[TEXT EXCERPT]:
-----
Prior Authorization Testimony – Dr Du

Chairperson and members of the Committee on Health, my name is Dr. Nicole Du and I am a pediatrician in training, practicing in the District of Columbia. I am also a member of the DC Chapter of the American Academy of Pediatrics. I’d like to thank the Committee for holding a public hearing on B25-0124 – the Prior Authorization Reform Amendment Act of 2023 and would like to tell you why I am in favor of this Bill.

Prior authorizations burden health care providers, delay patient care, and cause patient harm. I am here today to share how prior authorizations cause unnecessary delays for pediatric care and how prior authorizations harm DC children.

A 7 year old patient of mine had to stay an entire extra night in the hospital recently because her liquid antibiotic required a prior authorization—even though this particular antibiotic has been well documented as the first-line treatment for her infection. In a hospital full of cutting-edge medical technology, we found that our only way to get the patient back home to her family was to get a packet of Skittles from the vending machine and use them to teach her to swallow pills. We had to do this because the only type of the medicine that was available to her without a prior authorization delay was in pill form.

I was recently on the phone for hours with a distraught mother of a 6-month-old baby who was trying to make sense of the $2,000 cost of a medication for her baby’s urinary tract infection. We were appealing to her insurance company for a required prior authorization for her medication, so the mom had to choose between paying out of pocket or seeing her baby in pain for days more until we could get her the appropriate treatment.
-----
[Entries taken from a collection]
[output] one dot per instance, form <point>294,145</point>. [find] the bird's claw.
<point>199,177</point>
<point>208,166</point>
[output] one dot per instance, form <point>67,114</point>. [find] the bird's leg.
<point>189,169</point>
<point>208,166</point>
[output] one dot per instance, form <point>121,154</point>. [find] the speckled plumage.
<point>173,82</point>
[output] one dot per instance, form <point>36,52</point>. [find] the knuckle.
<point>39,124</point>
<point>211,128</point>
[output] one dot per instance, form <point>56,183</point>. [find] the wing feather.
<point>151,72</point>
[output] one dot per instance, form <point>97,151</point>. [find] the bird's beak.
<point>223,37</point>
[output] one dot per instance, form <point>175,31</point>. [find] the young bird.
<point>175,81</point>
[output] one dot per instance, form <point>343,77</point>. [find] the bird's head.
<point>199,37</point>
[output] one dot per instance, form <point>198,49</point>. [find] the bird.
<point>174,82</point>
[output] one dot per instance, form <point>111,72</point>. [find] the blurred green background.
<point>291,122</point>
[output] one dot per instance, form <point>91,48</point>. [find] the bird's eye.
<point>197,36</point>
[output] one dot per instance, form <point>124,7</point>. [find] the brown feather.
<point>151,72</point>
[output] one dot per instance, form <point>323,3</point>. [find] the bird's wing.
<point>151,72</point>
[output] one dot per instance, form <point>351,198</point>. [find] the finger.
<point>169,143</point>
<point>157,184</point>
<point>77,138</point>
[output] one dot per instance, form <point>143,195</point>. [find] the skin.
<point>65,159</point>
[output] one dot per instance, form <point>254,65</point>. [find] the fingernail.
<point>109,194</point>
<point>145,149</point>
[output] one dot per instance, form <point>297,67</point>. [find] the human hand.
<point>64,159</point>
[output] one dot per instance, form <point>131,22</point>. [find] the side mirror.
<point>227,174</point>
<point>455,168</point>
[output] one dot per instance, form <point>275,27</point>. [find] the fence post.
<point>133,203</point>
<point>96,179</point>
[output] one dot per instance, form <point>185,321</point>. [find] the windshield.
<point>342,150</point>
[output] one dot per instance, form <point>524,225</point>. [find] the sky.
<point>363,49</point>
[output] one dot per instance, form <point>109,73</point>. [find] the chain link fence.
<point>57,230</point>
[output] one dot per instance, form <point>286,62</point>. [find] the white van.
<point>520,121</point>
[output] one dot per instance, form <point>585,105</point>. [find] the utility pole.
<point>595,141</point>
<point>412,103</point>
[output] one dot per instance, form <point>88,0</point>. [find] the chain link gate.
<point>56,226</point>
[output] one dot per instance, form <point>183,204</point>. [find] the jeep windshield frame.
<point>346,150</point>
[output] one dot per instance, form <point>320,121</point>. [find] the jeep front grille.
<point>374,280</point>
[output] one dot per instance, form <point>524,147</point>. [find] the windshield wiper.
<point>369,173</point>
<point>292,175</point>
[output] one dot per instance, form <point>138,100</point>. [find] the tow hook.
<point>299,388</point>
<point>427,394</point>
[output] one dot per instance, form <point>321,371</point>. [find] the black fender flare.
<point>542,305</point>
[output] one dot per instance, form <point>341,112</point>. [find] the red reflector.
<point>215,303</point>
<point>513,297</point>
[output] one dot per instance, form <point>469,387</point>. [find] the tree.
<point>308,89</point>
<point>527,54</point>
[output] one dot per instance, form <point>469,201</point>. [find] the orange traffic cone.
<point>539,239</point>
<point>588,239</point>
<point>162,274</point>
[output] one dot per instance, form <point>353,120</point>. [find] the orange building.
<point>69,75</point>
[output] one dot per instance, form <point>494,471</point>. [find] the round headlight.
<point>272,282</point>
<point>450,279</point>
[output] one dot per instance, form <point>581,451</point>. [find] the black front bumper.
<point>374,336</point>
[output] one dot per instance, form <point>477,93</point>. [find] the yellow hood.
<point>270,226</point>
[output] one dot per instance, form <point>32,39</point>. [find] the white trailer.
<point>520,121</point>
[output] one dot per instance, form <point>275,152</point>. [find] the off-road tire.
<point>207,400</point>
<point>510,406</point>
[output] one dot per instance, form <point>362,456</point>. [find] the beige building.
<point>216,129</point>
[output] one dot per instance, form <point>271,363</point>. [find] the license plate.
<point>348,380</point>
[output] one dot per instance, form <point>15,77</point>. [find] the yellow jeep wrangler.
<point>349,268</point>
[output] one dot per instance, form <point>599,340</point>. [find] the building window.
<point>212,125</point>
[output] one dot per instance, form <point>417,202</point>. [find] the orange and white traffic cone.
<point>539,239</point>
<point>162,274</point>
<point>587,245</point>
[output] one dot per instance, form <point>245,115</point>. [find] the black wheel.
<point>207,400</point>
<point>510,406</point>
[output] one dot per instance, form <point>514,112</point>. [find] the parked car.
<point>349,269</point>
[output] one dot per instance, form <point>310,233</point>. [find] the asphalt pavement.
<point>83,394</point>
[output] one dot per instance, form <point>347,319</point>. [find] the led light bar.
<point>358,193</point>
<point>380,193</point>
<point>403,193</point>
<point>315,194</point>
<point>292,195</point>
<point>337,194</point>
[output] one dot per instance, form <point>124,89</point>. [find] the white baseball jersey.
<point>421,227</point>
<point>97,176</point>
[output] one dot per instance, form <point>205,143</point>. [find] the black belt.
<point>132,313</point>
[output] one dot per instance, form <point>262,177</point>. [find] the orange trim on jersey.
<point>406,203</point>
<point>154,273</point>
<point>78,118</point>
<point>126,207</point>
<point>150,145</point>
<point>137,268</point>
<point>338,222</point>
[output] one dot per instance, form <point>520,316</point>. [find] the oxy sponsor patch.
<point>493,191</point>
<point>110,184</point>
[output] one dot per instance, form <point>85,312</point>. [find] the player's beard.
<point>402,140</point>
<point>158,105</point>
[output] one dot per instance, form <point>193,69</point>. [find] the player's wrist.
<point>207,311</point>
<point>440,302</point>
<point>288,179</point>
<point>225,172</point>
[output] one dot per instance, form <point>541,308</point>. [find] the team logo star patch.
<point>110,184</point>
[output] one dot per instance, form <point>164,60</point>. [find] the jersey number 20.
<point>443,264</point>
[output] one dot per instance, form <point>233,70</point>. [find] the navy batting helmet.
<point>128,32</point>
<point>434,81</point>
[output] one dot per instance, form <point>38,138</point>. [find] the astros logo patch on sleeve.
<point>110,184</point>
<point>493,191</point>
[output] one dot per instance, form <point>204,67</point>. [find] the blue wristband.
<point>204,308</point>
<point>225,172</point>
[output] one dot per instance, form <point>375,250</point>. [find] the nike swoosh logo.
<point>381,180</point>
-----
[REQUIRED ACTIONS]:
- a) Repeat the part of the prior authorization testimony that begins at the words "Prior authorizations burden" and stops after "harm DC children.".
- b) Please finish out the next part of the prior authorization testimony, continuing from its last sentence.

[RESULTS OF THE TASKS]:
- a)
Prior authorizations burden health care providers, delay patient care, and cause patient harm. I am here today to share how prior authorizations cause unnecessary delays for pediatric care and how prior authorizations harm DC children.

- b)
Another child was brought seizing into our emergency room because his parent was not able to pick up his home seizure rescue medication prescribed by his doctor. The medication had required a prior authorization and the decision by the insurance company was still pending when the child began seizing at home.

These are just a few of the many young children who have suffered, first-hand, the negative consequences of an unregulated and burdensome prior authorization process. As their pediatricians, we spend hours each day arguing for their medications to be covered. The AMA found that physicians across the country, not just in the District, complete 41 prior authorizations per week—putting children at risk for delayed care far too often. The stories I shared today all came from children who were insured by DC Medicaid and its associated managed care organizations. Children whose families cannot afford to pay out of pocket for their first line, evidence-based treatments.

I urge DC Councilmembers to support and pass the Prior Authorization Reform Amendment Act of 2023 to prevent DC children from facing delays in medical care.

Thank you so much for your time. Please let me know what questions you may have.